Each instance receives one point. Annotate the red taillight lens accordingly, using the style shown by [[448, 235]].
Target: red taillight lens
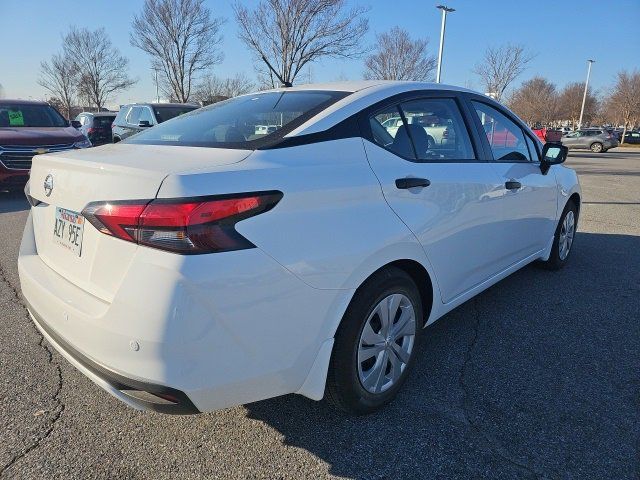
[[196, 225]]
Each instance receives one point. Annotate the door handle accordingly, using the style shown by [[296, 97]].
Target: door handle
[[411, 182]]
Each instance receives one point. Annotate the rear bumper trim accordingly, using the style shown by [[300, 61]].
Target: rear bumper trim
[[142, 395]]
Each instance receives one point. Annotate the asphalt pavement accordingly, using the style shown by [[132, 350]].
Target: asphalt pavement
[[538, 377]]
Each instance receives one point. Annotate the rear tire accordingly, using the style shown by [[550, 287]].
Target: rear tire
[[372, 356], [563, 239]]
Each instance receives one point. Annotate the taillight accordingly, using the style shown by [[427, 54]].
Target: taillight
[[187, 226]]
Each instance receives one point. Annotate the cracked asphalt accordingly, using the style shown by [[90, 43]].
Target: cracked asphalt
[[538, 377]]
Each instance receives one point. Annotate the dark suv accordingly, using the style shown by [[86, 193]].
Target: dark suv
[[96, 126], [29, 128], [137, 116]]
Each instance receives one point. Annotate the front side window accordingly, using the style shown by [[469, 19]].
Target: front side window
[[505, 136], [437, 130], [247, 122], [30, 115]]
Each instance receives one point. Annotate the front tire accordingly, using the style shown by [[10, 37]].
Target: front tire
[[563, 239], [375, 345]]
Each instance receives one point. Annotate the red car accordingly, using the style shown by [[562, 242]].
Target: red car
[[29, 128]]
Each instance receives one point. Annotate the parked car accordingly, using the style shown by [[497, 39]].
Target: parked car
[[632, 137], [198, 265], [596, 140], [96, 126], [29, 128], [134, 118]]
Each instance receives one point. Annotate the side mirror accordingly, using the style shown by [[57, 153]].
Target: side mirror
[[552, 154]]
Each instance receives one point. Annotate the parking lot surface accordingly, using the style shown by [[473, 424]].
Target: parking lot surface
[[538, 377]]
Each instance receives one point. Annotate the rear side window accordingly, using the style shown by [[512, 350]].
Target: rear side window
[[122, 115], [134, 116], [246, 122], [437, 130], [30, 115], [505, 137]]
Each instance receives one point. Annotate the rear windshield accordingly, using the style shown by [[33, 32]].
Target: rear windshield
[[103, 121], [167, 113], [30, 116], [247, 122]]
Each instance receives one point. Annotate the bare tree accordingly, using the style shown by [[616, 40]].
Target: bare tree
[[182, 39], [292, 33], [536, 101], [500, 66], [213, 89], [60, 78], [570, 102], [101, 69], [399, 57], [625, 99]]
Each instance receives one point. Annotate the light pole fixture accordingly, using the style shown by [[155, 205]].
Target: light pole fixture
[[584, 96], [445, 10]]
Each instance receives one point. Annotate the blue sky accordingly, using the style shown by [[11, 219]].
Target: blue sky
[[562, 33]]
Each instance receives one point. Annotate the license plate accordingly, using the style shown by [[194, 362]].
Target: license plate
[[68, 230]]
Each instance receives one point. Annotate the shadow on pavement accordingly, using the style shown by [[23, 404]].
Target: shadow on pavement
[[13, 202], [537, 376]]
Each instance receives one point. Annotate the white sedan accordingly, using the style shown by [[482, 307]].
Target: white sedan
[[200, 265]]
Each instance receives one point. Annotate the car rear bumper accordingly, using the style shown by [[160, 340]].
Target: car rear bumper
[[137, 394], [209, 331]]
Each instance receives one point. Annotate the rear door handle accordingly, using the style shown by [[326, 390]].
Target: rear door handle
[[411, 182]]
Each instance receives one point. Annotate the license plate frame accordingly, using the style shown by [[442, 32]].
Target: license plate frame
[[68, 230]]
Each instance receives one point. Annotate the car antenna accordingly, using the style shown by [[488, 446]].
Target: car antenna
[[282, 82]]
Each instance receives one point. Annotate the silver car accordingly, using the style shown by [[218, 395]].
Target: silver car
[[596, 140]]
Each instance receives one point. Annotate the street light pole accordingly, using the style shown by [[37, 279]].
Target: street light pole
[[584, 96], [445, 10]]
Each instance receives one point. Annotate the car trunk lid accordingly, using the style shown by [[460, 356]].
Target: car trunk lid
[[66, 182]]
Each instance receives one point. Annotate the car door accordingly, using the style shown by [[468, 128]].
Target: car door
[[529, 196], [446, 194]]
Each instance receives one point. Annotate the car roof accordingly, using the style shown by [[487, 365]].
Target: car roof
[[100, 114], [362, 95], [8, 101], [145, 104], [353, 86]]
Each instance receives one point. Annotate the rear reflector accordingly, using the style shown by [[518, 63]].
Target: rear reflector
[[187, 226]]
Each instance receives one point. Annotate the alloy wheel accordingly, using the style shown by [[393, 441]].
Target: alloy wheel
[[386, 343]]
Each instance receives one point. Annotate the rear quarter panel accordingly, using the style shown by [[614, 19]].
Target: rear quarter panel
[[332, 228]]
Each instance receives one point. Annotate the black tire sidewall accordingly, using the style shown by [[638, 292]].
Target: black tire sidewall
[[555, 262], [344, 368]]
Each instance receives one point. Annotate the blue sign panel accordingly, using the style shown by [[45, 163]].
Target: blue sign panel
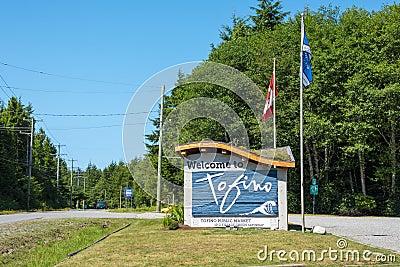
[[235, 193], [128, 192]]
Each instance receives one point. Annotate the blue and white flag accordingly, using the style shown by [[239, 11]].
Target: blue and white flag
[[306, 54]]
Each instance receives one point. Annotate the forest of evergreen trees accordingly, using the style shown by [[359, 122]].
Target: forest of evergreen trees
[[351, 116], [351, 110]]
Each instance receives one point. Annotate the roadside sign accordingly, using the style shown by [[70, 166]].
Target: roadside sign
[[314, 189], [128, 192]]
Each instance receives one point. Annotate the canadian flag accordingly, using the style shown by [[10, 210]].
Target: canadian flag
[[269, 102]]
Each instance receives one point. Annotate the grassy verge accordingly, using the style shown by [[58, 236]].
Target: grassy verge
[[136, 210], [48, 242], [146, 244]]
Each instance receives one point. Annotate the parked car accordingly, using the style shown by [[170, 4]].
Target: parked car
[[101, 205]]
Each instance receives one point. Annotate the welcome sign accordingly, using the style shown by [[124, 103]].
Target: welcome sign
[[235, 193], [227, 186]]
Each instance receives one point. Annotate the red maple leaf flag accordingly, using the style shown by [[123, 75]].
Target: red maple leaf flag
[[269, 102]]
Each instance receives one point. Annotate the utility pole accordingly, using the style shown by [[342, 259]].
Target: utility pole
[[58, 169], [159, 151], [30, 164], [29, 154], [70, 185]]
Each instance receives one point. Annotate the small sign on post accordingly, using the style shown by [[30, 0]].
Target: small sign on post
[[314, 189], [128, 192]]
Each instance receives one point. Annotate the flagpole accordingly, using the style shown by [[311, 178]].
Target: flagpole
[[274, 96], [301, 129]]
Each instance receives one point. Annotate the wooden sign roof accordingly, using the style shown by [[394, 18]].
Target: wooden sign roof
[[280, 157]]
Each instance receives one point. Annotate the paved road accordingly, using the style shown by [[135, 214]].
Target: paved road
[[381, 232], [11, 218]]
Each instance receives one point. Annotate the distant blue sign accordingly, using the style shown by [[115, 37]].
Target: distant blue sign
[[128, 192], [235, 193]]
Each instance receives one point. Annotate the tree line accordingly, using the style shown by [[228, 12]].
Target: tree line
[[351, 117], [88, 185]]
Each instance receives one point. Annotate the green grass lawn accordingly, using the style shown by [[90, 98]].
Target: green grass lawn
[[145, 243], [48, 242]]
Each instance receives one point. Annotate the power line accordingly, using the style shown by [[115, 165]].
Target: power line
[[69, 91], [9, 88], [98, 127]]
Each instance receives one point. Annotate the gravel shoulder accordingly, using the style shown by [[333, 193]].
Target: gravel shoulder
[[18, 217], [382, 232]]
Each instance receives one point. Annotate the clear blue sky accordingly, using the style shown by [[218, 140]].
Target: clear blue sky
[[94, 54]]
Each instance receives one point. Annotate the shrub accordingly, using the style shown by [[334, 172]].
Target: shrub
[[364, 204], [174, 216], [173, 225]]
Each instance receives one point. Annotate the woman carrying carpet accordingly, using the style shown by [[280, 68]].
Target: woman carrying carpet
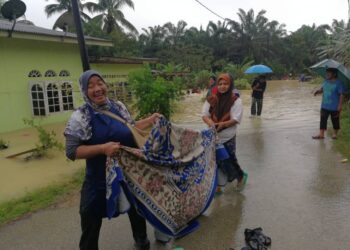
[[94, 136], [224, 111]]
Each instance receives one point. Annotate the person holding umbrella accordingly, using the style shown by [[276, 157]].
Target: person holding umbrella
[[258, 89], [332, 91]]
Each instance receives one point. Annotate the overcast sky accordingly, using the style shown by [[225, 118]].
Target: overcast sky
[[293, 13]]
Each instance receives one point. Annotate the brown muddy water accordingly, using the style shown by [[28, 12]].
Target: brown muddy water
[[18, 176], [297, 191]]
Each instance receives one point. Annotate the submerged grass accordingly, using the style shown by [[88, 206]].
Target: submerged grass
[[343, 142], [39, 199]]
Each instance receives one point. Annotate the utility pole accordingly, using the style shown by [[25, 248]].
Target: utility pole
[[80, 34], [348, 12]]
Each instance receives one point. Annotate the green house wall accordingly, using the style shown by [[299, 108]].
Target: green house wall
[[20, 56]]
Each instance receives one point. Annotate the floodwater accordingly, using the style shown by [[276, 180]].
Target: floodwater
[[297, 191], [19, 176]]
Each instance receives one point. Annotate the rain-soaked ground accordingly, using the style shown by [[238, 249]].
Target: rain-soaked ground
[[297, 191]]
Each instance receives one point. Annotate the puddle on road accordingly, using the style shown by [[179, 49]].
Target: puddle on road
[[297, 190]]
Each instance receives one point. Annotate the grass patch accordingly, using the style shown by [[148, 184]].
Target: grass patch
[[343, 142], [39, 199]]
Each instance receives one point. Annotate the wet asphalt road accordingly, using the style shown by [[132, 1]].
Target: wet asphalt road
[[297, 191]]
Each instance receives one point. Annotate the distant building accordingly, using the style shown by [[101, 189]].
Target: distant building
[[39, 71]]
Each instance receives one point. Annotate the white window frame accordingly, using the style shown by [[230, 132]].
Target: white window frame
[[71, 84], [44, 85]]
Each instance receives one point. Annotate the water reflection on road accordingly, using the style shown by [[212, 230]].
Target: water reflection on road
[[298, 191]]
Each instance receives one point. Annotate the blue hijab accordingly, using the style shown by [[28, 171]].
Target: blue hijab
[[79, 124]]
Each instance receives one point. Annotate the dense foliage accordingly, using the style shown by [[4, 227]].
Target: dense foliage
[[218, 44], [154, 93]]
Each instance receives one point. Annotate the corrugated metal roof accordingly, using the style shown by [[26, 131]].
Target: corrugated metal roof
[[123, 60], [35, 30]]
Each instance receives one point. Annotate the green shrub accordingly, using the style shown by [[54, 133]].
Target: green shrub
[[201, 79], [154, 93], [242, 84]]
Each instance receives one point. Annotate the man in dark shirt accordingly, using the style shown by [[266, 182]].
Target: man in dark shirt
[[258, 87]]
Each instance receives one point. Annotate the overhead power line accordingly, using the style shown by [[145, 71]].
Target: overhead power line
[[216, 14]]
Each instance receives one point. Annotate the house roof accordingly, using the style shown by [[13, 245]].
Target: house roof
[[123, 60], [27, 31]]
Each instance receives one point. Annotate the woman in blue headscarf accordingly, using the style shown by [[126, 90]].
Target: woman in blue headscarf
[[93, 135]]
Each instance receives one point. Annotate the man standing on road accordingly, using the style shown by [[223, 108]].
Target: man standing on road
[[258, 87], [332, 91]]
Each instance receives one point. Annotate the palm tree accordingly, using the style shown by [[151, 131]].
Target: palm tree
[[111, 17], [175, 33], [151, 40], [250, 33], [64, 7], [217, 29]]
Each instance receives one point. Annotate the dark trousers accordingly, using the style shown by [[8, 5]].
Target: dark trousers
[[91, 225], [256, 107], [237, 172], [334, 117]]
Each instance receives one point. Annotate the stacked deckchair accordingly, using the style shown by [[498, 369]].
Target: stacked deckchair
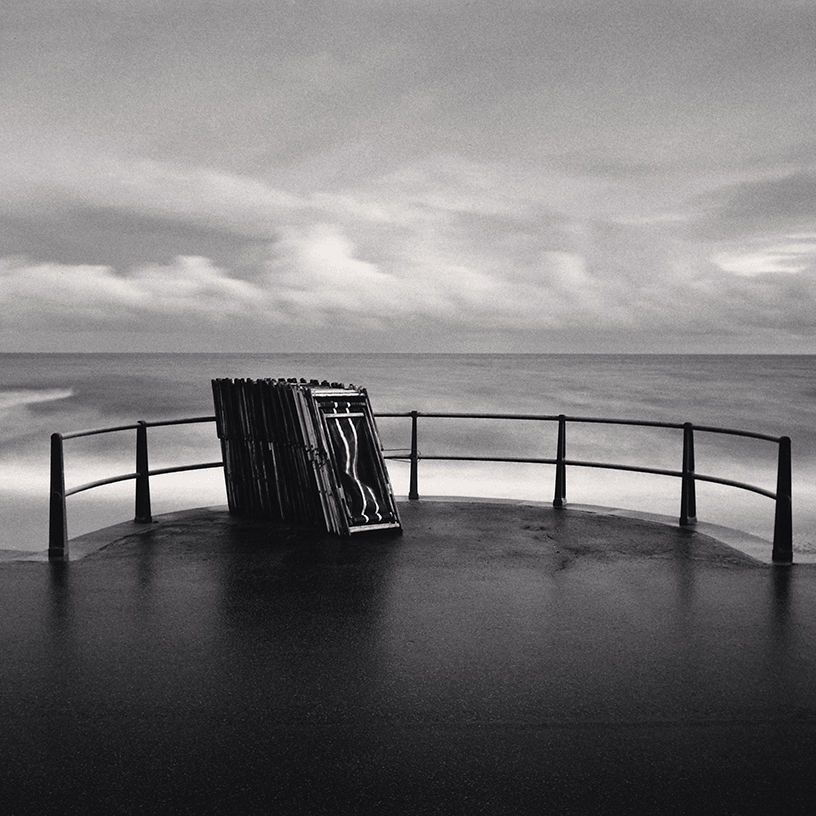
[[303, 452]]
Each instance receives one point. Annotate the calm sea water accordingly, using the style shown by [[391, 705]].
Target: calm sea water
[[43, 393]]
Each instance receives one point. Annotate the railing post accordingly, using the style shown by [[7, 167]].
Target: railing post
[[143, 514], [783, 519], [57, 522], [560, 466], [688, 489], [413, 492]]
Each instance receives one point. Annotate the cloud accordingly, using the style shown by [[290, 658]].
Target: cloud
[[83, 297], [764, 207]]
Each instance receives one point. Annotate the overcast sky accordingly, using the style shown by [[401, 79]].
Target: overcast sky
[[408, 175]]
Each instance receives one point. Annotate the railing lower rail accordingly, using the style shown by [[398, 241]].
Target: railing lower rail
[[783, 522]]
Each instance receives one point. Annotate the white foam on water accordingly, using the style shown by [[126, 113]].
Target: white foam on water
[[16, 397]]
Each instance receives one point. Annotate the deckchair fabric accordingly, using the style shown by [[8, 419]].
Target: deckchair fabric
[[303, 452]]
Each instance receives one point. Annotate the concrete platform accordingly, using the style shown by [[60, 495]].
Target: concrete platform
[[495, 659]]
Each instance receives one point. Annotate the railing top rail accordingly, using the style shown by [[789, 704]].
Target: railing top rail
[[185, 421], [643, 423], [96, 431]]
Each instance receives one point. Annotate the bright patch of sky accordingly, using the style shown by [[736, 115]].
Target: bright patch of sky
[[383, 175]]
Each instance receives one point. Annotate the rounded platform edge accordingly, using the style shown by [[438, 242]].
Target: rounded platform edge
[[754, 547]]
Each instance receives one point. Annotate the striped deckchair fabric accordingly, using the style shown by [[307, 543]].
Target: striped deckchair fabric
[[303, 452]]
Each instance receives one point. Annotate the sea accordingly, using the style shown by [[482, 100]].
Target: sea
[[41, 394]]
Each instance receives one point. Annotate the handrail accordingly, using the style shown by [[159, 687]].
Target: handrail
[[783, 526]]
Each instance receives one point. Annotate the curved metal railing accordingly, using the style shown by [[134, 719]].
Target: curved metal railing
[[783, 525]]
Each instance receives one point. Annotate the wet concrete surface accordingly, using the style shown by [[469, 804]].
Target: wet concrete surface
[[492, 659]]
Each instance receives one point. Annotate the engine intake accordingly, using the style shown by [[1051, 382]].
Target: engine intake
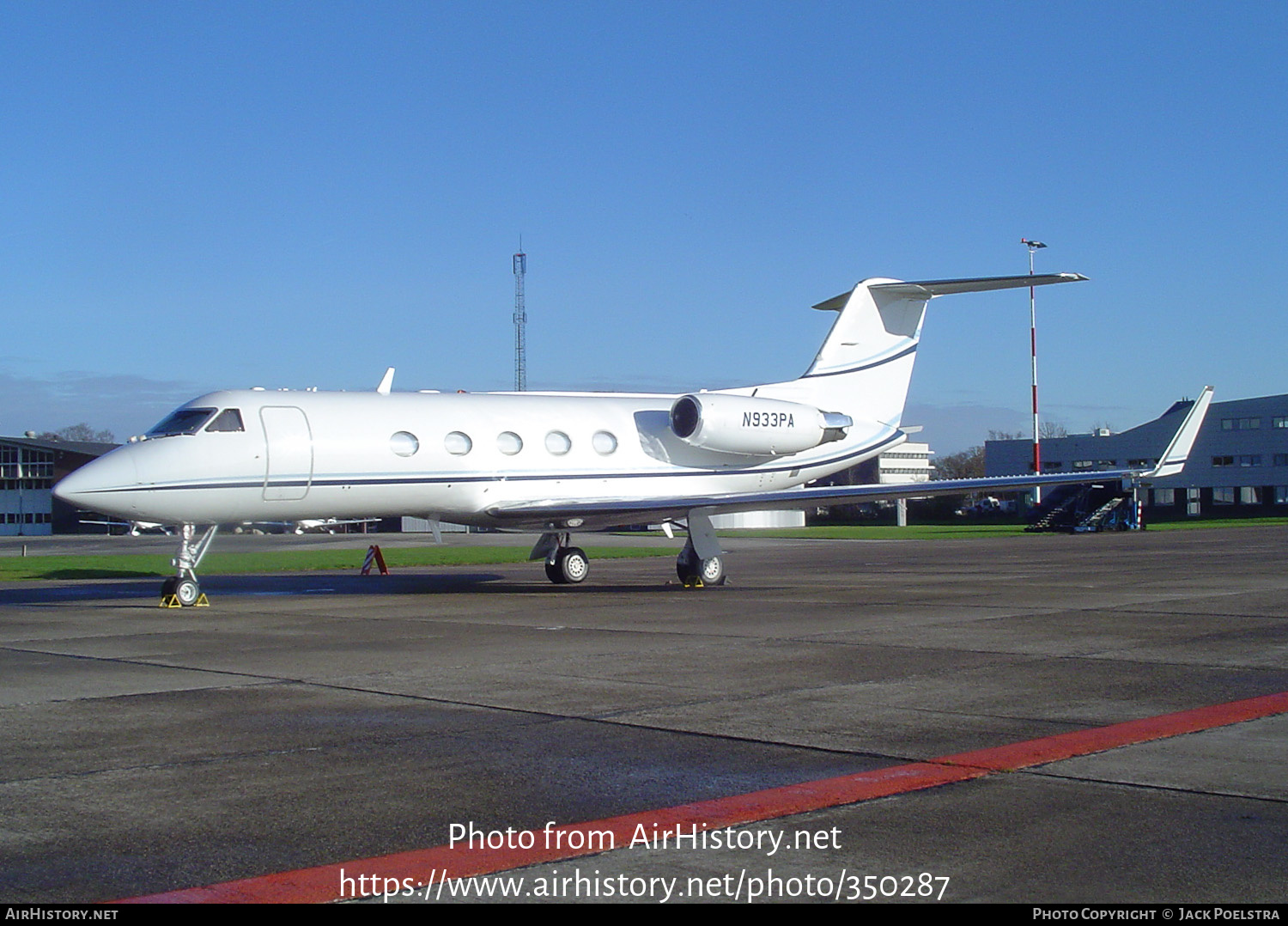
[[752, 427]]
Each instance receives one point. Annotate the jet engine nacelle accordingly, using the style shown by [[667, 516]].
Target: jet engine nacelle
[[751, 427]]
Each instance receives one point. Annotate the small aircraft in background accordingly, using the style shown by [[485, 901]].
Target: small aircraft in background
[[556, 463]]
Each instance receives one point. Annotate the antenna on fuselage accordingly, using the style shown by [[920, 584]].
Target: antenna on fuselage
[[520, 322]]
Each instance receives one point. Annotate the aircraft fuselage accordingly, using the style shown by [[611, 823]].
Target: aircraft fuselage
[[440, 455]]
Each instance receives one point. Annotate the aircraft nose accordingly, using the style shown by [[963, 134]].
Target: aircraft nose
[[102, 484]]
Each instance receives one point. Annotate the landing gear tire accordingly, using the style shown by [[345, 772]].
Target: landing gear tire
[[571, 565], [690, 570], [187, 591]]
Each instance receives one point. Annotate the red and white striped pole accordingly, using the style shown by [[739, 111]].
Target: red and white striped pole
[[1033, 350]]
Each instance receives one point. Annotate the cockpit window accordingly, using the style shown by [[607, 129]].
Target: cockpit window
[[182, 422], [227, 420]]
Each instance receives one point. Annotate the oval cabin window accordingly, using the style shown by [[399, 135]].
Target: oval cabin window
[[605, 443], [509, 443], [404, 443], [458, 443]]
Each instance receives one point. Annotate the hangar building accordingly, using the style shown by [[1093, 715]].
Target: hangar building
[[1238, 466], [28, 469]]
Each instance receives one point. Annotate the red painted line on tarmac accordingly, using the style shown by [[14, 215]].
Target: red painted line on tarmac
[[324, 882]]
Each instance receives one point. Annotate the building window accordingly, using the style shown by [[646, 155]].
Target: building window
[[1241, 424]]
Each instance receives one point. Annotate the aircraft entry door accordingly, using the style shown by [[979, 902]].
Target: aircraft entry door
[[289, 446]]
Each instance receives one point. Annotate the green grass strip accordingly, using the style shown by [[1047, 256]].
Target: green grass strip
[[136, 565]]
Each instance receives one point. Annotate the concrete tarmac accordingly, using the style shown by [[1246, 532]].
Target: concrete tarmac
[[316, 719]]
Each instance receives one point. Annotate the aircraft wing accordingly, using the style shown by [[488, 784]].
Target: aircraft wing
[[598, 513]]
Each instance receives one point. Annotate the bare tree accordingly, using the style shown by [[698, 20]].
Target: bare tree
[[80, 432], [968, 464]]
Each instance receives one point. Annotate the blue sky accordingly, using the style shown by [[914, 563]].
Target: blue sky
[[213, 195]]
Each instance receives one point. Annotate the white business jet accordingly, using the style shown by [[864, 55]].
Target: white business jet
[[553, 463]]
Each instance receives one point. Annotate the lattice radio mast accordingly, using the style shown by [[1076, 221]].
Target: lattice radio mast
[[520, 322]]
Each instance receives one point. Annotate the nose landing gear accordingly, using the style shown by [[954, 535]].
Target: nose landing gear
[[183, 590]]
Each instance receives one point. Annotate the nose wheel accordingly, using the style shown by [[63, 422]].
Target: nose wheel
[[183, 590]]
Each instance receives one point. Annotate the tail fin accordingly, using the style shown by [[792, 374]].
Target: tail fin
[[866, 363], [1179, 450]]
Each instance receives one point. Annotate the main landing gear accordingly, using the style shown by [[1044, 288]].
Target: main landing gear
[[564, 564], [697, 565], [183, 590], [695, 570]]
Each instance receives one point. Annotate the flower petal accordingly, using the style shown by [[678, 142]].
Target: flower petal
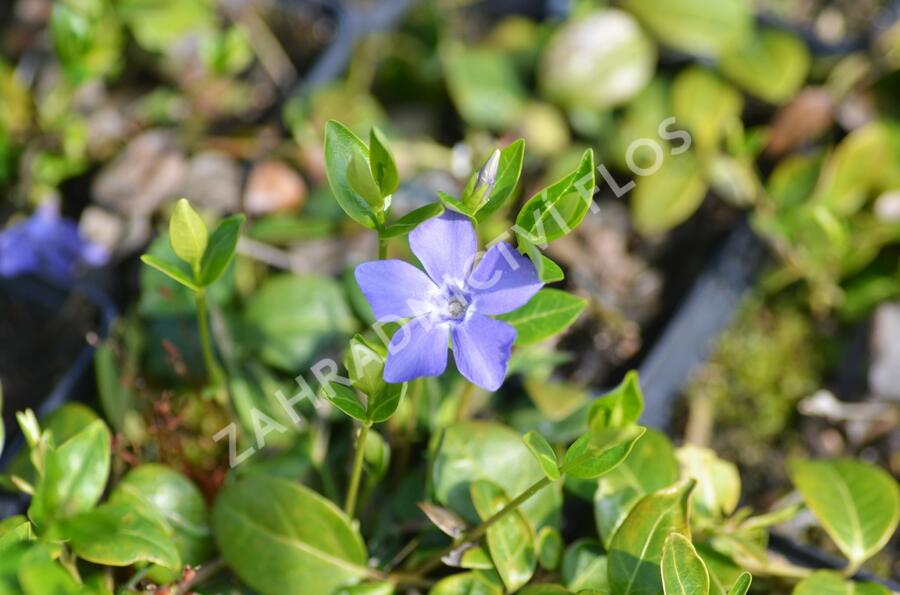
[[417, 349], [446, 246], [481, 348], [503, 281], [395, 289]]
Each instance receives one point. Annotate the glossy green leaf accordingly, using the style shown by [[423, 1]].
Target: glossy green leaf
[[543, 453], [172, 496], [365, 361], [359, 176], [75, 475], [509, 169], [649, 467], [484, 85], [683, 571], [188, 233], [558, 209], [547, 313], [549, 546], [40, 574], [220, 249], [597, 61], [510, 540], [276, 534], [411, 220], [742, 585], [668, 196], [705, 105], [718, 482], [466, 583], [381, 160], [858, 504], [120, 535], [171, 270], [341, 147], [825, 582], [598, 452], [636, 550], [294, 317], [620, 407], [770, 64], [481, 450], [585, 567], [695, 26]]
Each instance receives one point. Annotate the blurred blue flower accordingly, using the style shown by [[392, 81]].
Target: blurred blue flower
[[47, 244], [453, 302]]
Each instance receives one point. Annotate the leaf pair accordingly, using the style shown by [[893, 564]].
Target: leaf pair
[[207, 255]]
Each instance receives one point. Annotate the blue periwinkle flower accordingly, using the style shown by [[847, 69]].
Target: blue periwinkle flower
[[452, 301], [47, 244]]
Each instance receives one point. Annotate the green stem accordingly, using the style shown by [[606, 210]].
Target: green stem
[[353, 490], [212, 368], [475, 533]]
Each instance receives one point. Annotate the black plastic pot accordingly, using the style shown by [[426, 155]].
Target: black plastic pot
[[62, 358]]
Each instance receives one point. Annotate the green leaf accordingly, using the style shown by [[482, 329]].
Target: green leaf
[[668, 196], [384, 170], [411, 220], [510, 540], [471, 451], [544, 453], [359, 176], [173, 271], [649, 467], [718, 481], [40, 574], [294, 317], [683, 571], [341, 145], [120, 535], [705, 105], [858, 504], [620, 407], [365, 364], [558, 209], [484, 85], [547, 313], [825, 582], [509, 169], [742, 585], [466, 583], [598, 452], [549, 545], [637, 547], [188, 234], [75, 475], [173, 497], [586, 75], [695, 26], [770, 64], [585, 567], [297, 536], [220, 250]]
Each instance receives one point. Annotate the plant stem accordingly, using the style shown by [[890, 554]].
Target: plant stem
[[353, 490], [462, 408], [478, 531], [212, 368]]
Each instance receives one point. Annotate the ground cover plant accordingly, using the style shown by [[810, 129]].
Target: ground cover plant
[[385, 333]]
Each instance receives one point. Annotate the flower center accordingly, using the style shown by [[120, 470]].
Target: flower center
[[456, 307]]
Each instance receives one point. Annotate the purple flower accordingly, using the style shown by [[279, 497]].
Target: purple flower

• [HOW TO COMPLETE THIS TASK]:
Present each line from the listing that holds the string "purple".

• [RESPONSE TO THE TASK]:
Each instance receives one point. Annotate the purple flower accordingly, using the style shown by [[279, 497]].
Target: purple flower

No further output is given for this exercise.